### Verilen görev A
Alıntı metinde adı geçen haftanın günlerini, her birini yalnızca bir kez yazarak sıralayın.
### Verilen görev B
Aşağıdaki ifadelerin alıntı metinle uyuşup uyuşmadığını belirtin. Her biri için evet ya da hayır deyin ve kararı veren sözleri metinden aynen aktarın. (i) Misafirler pazar günü yemeğe gelecekti. (ii) Yazar cumartesi günü bütün gün evde kalıp toparlanmaya çalıştı. (iii) Yazı 26 Aralık 2012 tarihini taşıyor.
### Verilen görev C
Alıntı metinde "Yazma aşkına tutuldum" sözlerini içeren yerle başlayıp "sonra beklenen telefon..." sözleriyle biten bölümü hiç değiştirmeden çıktı olarak verin.

### Alıntı metin

# # #

26 Aralık 2012 Çarşamba

The Cat...

Yazma aşkına tutuldum hadi bakalım gittiği yere kadar :) Efendim şimdi pazar günü ilk yemekli misafirlerimiz buyur edeceklerdi, dolayısıyla iki dağınık insanın yaşadı bir evi toparlamak ve mamaları yapmak için sıvadım kollarımı... Kafamdaki programıma göre cumartesi, etrafı toparlayacak ve bir iki meze cinsi yapılacak fln ıvır zıvır; sonra pazar sabah sil süpür ve yemeklerin son halini almasın :D Tembel ben cumartesi tüm gün dışarılarda oralardan buralardadan sonra eve geldim ve iş başı yaptım, sonra beklenen telefon...

# # #

### Veri içeriği
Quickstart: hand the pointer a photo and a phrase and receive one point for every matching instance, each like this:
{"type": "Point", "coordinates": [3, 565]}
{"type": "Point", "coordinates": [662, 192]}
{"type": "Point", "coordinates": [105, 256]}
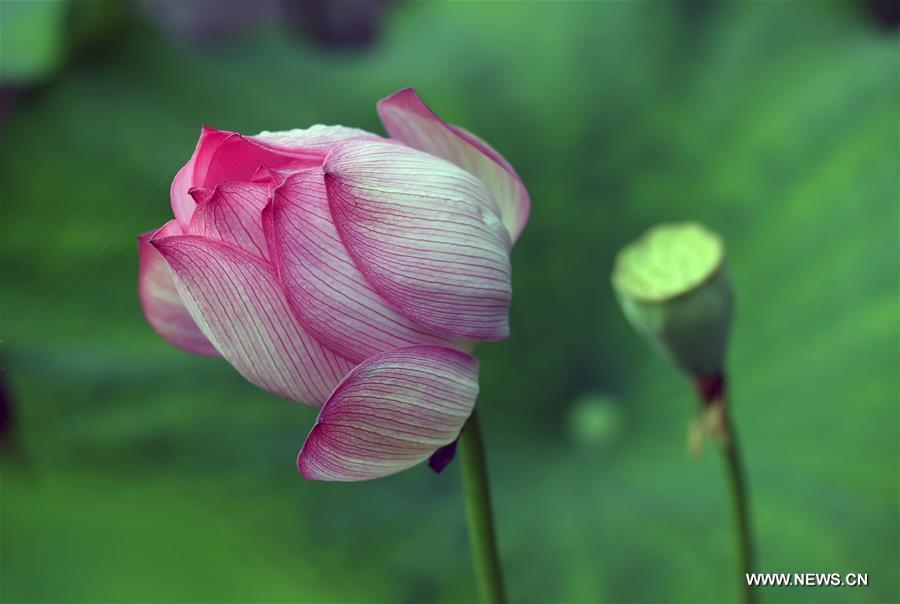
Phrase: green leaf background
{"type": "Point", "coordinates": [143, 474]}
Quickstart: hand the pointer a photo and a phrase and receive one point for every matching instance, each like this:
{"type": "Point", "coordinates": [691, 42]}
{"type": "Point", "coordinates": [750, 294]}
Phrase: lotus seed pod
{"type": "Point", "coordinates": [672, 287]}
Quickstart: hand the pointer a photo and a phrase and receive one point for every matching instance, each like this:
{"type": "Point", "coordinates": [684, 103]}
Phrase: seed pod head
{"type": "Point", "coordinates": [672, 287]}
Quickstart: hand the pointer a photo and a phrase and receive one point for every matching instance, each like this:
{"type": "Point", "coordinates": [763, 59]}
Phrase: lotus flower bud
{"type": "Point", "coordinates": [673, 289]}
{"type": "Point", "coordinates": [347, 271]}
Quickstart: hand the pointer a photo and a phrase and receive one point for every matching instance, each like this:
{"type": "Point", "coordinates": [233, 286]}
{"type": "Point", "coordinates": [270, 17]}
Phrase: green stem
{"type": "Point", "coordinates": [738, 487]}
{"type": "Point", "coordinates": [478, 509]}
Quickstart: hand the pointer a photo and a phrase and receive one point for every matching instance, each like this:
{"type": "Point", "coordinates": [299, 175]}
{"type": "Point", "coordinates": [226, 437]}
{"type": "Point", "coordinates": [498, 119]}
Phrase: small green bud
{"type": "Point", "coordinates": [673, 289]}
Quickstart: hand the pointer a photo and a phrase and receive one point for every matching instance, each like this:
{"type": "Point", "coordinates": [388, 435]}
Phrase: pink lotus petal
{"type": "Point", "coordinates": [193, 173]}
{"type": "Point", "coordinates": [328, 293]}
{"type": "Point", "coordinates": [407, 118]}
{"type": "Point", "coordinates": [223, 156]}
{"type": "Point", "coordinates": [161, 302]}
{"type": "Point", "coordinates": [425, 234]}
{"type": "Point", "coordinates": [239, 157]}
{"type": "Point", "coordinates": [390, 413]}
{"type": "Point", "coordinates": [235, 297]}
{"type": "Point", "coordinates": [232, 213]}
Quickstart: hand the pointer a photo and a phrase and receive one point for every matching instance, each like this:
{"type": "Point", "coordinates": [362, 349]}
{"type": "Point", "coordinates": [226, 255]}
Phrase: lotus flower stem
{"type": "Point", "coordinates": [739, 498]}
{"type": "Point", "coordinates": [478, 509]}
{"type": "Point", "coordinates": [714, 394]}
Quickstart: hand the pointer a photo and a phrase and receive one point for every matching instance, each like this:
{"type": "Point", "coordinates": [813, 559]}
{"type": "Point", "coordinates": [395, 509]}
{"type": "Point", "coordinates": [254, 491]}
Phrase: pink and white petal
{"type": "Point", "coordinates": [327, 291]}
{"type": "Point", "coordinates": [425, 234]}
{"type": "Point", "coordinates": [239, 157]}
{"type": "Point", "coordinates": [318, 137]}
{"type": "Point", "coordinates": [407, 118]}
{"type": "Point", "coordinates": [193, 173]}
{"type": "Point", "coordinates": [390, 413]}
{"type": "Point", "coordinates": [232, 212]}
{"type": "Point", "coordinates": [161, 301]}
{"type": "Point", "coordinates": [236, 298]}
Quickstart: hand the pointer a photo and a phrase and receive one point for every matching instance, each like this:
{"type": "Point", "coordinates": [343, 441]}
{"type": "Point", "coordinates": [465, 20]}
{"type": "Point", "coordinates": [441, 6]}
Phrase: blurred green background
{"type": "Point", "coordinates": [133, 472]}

# # #

### Çıktı A
Çarşamba, pazar, cumartesi

### Çıktı B
(i) Evet: "pazar günü ilk yemekli misafirlerimiz buyur edeceklerdi"
(ii) Hayır: "Tembel ben cumartesi tüm gün dışarılarda oralardan buralardadan sonra eve geldim"
(iii) Evet: "26 Aralık 2012 Çarşamba"

### Çıktı C
Yazma aşkına tutuldum hadi bakalım gittiği yere kadar :) Efendim şimdi pazar günü ilk yemekli misafirlerimiz buyur edeceklerdi, dolayısıyla iki dağınık insanın yaşadı bir evi toparlamak ve mamaları yapmak için sıvadım kollarımı... Kafamdaki programıma göre cumartesi, etrafı toparlayacak ve bir iki meze cinsi yapılacak fln ıvır zıvır; sonra pazar sabah sil süpür ve yemeklerin son halini almasın :D Tembel ben cumartesi tüm gün dışarılarda oralardan buralardadan sonra eve geldim ve iş başı yaptım, sonra beklenen telefon...